TRECHO FORNECIDO →
━━━
Por Domingos Matos

Sou vascaíno, já deixo dito. Mas, ninguém pode negar que o nosso maior rival, o Flamengo, está em outro patamar – em homenagem à expressão que viralizou entre seus torcedores. Bom pra eles. Vão bater recordes, ganhar campeonatos e ganhar dinheiro, muito dinheiro. Mas, esse é o objetivo de um time de futebol: a competição. Ou, melhor, vencer competições e fazer números – e cifras. Já imaginou se todo líder pudesse ser como Jorge Jesus, treinador do rubronegro, e ter para si um time apenas com aqueles que são considerados a elite do futebol de elite? Sonho, não?

Mas, e quando isso se aplica a uma área de inclusão social e construção do ser, como a Educação? Quando uma escola, ou uma ideia de escola, existe para isso, para ter sempre os melhores índices, bater recordes e gerar ganhos – de credibilidade na sociedade – por causa dos números? Perigoso, no mínimo. Assim são as escolas militares ou militarizadas. Muito número e pouca inclusão. São escolas para competição.

Basta ver o Ideb dessas unidades. Sempre altíssimo. Qualidade? Sim, mas não apenas isso. Ou, não sem um preço alto para seus alunos que não se “militarizam”. Esses índices sempre altos tem uma explicação: os militares, responsáveis pela gestão escolar – a parte pedagógica fica, supostamente, a cargo da direção civil – simplesmente não aceitam alunos com desempenho abaixo do ideal.

O problema é que a clientela de qualquer escola é, em sua grande maioria, de jovens em formação, normalmente muito sujeitos a alterações de comportamento. Reflexo, inclusive, do ambiente que os cerca, em casa e na própria escola, diga-se. E, qualquer leigo sabe que essas circunstâncias afetam o desempenho, o comportamento e a forma como se relacionam com outras pessoas e com o ambiente escolar.

Se um jovem, na escola militar, por algum motivo não obtém o desempenho de excelência que dele se esperava, é rua. Se não sumariamente, fazem uma transferência para uma escola civil, expulsam pela pressão psicológica. Comportamento inadequado – e aqui não se fala de violência escolar ou algo parecido – não tem suas causas sociais investigadas. Usa-se, sempre, a solução final, a exclusão, não sem antes aplicar os processos disciplinares que vão da repreensão – em termos militares – ao “impedimento”.
━━━
OS DADOS →
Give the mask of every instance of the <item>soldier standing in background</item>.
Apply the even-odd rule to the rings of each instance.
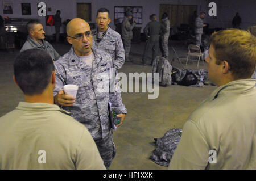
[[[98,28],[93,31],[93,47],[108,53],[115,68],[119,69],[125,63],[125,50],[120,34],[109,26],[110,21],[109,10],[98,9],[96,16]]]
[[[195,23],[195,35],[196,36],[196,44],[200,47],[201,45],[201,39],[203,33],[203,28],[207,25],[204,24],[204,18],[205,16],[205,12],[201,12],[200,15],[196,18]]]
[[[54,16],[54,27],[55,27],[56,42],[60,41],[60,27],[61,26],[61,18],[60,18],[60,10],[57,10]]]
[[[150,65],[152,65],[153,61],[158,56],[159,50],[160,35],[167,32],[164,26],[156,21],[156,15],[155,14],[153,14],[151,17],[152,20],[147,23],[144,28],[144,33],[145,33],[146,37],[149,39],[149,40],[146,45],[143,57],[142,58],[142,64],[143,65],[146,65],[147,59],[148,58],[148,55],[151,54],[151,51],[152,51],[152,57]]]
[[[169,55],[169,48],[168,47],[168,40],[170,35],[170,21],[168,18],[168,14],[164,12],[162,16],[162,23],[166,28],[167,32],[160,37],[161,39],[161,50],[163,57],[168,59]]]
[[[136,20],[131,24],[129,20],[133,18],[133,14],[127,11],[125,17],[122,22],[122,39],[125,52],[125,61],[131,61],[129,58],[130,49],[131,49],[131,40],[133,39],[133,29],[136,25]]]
━━━
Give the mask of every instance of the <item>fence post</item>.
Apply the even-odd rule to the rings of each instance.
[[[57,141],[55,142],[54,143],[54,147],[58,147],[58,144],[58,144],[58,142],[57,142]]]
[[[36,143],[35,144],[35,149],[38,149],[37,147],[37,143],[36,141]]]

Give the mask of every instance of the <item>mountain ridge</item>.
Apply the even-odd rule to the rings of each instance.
━━━
ITEM DA TAREFA 1 → Segundo o texto sobre escolas militares, por que o Ideb dessas unidades é sempre altíssimo? Responda em uma a três frases.
ITEM DA TAREFA 2 → Dê continuidade ao texto sobre escolas militares a partir do ponto em que ele termina.
Os registros não têm relação com o texto sobre escolas militares.

RESULTADO DO EXERCÍCIO 1 → O Ideb é sempre alto porque os militares, responsáveis pela gestão escolar, não aceitam alunos com desempenho abaixo do ideal. Quem não alcança a excelência esperada é expulso ou transferido para uma escola civil.

RESULTADO DO EXERCÍCIO 2 →
O que isso causa à saúde dos jovens? À boca pequena, muito se comenta a respeito do adoecimento desses adolescentes. Casos de automutilação são comuns entre aqueles que não tem vocação mas insistem – ou são forçados pelos pais – em seguir nesse ciclo de cobranças extremas. Tudo em nome de um comportamento adequado do estudante e de bons resultados nos exames nacionais, que geram boas posições das unidades nos índices de qualidade.

Não se tem muitos estudos divulgados sobre o adoecimento desses jovens. Uma pesquisa no Google, com os termos “adoecimento juvenil nas escolas militares” não apresentou nenhum resultado. Sequer foram sugeridos pelo algorítimo termos de pesquisas semelhantes. Mas, há casos, de conhecimento do blog, de adolescentes que desenvolvem transtornos psicológicos, como síndrome do pânico, ansiedade e, até, casos de jovens que se automutilam devido a essas situações. Alguns pais, inclusive, falam em processar a escola na justiça, por situações vividas numa escola militar.

No momento em que se discute a militarização das escolas civis e a implantação de novas escolas militares, cabe à sociedade, às famílias, se perguntarem se queremos uma escola que acolha ou uma escola que puna, exclua e ridicularize quem não se adequa às suas regras fora dos propósitos de uma pedagogia inclusiva e plural.

O objetivo do militarismo é, na essência, antagônico a esses valores. A ele interessa a uniformização, a padronização, a idealização de um modo de comportamento que sequer seus soldados, praças e oficiais seguem, conforme nos mostra o noticiário.

O governo federal está estimulando a militarização da educação. É de se esperar do presidente algo desse tipo. Cabe, aos que pensam, expressarem suas angústias quanto a disseminação desse modelo. Há boas notícias. Dos nove estados do nordeste, apenas o Ceará aceitou a proposta do governo, de criação de escolas cívico-militares, como solução para a educação. No sudeste, outras três unidades da federação também rejeitaram – Espírito Santo, Rio de Janeiro e São Paulo. Resta, agora, mostrar a contrapartida de uma Educação de qualidade, para fazer frente ao discurso fácil da militarização. Um bom exemplo vem do Maranhão.

Essa resistência pode ser o melhor sinal que já tivemos de que uma educação realmente inclusiva é possível. Mas caberá a nós, sociedade, aos profissionais da educação, da saúde mental, da assistência social e aos estudantes de graduações e pós-graduações afins, um posicionamento em relação ao risco de estarmos formando gerações de futuros competidores traumatizados.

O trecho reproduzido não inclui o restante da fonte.